Can you write out the lines again, starting with the line with "Exercise. Annotate the dark" and going on through the line with "x=142, y=138", swapping "Found at" for "Located at" and leaving everything else as it is?

## Location identification entries
▬▬▬▬▬▬▬▬▬▬

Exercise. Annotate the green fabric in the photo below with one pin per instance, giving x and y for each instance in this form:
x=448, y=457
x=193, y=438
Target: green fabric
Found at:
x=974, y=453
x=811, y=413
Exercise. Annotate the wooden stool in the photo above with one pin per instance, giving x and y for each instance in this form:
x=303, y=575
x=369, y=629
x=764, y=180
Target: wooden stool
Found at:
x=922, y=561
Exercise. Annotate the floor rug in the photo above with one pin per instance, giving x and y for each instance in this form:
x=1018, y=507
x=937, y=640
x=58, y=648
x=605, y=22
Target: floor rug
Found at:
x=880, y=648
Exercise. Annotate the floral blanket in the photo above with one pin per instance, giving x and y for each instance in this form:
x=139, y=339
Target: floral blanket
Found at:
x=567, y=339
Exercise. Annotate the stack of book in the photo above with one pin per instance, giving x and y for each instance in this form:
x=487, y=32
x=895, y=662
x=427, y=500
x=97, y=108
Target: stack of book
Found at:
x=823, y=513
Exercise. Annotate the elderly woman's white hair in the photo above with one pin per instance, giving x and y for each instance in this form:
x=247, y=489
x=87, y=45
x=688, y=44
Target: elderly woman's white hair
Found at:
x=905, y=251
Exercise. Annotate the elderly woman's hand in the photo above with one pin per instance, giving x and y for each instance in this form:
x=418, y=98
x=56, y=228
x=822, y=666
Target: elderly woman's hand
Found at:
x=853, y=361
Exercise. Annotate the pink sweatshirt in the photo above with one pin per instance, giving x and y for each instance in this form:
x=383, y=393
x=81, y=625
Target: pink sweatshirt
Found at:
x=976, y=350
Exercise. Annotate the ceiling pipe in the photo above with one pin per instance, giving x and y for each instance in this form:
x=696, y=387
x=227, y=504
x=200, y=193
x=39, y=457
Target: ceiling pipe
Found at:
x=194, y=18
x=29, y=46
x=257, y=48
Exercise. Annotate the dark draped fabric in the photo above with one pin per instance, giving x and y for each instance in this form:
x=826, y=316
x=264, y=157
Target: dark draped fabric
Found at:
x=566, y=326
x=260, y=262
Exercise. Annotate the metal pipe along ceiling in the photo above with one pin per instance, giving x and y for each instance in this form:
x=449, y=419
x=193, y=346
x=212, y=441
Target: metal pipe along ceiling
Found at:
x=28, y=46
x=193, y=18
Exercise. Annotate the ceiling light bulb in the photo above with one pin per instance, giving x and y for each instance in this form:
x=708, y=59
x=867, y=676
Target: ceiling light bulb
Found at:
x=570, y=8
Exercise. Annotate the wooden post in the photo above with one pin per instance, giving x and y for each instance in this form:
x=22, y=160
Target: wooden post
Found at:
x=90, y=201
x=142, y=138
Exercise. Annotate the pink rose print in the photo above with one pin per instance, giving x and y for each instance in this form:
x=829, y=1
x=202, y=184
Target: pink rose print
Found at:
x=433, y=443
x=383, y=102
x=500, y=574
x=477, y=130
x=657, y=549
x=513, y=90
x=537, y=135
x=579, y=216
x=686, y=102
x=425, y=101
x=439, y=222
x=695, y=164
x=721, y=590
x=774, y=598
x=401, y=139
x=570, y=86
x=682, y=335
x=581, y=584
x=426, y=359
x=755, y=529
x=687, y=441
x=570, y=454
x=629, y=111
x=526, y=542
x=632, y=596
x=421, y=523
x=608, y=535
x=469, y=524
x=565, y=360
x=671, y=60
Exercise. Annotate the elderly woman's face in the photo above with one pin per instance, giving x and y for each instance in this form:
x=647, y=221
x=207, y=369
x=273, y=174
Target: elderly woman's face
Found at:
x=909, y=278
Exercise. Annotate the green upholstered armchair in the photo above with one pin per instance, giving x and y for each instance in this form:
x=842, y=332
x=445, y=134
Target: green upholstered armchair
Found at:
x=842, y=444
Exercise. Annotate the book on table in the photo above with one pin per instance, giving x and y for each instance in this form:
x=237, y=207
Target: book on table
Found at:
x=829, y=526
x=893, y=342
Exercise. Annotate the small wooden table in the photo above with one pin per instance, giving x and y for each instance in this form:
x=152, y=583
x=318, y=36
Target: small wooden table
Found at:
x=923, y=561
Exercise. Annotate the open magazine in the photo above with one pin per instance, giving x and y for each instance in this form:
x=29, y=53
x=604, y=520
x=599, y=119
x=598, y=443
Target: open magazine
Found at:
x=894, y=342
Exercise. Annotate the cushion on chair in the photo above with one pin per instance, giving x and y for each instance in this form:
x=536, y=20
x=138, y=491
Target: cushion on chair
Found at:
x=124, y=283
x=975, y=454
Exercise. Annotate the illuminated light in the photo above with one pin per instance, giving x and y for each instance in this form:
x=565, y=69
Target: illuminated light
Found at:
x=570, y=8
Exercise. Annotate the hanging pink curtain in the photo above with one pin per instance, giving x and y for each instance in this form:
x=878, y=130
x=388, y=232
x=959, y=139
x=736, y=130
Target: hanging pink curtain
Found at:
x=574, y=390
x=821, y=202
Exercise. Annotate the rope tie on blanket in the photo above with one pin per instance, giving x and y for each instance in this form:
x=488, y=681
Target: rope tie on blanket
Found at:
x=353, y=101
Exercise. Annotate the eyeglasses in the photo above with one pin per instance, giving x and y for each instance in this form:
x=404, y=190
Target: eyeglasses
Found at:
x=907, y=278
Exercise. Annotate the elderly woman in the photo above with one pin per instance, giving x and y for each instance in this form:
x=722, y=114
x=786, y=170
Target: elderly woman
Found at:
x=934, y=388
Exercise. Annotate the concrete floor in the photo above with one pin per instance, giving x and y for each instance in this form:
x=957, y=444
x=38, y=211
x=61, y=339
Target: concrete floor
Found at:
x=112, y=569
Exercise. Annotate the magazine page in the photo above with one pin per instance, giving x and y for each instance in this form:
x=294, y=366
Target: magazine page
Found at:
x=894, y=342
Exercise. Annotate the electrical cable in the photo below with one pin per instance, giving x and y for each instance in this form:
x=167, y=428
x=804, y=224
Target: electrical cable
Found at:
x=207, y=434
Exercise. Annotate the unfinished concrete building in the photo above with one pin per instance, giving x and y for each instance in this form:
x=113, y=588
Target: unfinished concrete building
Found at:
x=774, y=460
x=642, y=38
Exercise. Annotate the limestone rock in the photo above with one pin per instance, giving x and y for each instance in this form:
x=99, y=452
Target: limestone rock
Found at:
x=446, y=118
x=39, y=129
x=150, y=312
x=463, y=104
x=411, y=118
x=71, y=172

▬▬▬▬▬▬▬▬▬▬

## Answer
Exercise. Annotate the dark draped fabric in the photo above with one pin per instance, giving x and y for each instance in this form:
x=826, y=316
x=264, y=157
Target: dark draped fabric
Located at:
x=566, y=326
x=260, y=262
Exercise. Annotate the metal pipe along ceiling in the photo above with one pin per instance, giving x and y for each instance in this form:
x=449, y=419
x=193, y=346
x=212, y=441
Target: metal pipe along ceiling
Located at:
x=28, y=46
x=193, y=18
Exercise. Annotate the ceiling light bulb in the photo above with one pin per instance, giving x and y for each instance in this form:
x=708, y=59
x=867, y=676
Target: ceiling light bulb
Located at:
x=570, y=8
Exercise. Annotate the wooden post in the photo above with one pin per instance, giving x and y for each instance in this form:
x=22, y=160
Target: wooden post
Located at:
x=90, y=201
x=142, y=138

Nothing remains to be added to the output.